— YOUR OBJECTIVE —
Give the listing as a two-column CSV with the columns request and answer. Begin at the line that contains "the blurred woman" and stop after the line that contains "[[104, 73], [531, 90]]". Make one row per request, with each request and its answer in a single quoted field and line breaks replaced by spaces.
________
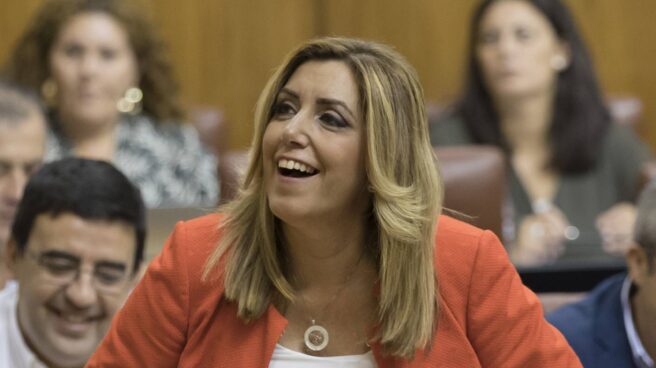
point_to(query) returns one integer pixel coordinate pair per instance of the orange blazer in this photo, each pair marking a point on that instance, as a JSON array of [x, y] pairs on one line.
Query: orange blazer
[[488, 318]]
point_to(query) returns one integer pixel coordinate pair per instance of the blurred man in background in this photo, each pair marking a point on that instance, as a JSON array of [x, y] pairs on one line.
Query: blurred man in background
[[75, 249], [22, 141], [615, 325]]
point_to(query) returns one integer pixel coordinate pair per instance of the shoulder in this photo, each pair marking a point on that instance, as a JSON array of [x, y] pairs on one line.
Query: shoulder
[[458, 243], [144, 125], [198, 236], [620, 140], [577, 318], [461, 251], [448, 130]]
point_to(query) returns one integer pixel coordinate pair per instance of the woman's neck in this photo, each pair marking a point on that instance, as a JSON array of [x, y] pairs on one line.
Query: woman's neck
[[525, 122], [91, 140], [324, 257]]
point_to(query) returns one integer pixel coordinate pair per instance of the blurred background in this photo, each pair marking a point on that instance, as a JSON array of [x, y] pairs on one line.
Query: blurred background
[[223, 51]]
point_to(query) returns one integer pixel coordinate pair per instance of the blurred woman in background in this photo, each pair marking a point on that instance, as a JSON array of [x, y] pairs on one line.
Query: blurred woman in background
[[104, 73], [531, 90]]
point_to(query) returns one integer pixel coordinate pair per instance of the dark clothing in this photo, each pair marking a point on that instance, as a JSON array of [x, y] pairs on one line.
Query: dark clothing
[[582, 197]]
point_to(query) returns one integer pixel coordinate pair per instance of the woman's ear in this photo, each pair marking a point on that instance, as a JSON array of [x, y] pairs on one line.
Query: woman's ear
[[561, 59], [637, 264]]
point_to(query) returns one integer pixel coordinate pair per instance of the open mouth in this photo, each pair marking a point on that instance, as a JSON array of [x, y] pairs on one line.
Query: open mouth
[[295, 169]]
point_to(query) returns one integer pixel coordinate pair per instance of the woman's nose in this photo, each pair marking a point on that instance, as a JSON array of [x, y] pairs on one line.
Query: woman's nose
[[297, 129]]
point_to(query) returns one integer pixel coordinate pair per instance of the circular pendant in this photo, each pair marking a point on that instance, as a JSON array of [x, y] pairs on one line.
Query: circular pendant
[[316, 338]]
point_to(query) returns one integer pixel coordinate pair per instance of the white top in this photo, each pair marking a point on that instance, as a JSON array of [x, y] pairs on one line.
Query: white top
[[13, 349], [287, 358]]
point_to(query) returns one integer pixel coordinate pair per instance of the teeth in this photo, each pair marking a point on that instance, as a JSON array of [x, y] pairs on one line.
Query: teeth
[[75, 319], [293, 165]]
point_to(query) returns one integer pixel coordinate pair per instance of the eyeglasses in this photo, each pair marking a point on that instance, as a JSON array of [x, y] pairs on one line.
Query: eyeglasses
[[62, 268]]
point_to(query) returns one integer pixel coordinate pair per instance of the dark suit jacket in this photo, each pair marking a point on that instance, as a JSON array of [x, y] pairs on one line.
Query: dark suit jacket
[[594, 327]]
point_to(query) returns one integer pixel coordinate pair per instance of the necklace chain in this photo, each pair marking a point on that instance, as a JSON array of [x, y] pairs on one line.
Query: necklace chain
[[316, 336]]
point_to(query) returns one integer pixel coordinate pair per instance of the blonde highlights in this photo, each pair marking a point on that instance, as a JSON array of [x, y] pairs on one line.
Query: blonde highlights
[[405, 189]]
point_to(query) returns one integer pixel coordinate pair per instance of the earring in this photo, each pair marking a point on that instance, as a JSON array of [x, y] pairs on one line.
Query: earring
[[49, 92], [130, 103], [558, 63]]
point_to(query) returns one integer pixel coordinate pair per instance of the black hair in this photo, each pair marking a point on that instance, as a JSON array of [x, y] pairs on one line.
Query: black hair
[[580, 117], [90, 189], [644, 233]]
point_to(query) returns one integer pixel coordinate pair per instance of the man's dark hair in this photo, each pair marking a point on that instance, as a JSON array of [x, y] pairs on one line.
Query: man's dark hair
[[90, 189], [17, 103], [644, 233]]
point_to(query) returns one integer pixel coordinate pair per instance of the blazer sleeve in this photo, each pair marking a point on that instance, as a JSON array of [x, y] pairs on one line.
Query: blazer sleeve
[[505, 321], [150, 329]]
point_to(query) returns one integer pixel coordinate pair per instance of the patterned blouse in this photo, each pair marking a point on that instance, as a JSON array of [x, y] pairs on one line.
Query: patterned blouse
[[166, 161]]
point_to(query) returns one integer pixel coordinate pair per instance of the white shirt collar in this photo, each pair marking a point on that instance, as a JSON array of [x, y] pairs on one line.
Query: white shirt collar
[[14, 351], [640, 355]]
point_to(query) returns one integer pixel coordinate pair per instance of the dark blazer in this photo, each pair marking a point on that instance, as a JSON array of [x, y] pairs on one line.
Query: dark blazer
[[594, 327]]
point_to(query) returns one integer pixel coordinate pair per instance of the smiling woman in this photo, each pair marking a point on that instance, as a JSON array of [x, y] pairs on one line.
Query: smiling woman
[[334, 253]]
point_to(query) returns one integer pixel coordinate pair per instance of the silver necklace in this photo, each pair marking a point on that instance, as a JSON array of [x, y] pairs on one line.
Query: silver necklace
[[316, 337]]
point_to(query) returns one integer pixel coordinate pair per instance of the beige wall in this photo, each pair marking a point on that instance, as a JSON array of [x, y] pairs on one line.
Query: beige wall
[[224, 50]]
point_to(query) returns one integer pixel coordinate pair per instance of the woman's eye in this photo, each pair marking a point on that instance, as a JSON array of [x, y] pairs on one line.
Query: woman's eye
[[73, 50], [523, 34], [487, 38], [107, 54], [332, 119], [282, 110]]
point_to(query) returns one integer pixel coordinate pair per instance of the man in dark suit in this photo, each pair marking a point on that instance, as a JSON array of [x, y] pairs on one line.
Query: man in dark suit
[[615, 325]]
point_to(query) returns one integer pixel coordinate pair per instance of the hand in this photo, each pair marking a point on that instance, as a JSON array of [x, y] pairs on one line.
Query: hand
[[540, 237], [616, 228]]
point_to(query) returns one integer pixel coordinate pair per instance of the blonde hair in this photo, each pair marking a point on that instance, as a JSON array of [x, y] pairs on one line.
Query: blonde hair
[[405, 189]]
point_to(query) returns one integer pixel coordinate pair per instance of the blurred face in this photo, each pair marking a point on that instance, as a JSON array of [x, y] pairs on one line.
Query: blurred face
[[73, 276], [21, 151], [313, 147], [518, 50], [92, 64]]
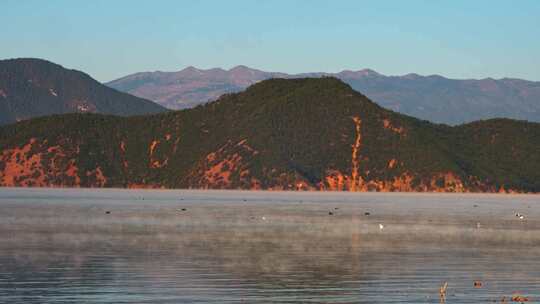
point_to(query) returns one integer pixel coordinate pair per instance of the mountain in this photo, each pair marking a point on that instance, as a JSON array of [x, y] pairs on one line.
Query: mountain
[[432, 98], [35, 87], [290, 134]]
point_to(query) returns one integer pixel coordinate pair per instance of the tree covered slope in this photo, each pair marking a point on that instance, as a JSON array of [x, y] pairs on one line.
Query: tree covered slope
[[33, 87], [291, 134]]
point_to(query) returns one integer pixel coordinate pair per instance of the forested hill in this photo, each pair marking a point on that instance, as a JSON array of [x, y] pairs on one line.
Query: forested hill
________
— REPLY TO THE EXERCISE —
request,answer
"point_to(query) returns one integer pixel coordinate pair per instance of the blurred woman in background in this photo, each pair marking a point on that instance, as a JSON array of [x, y] pairs on one line. Query: blurred woman in background","[[104, 73], [531, 90]]"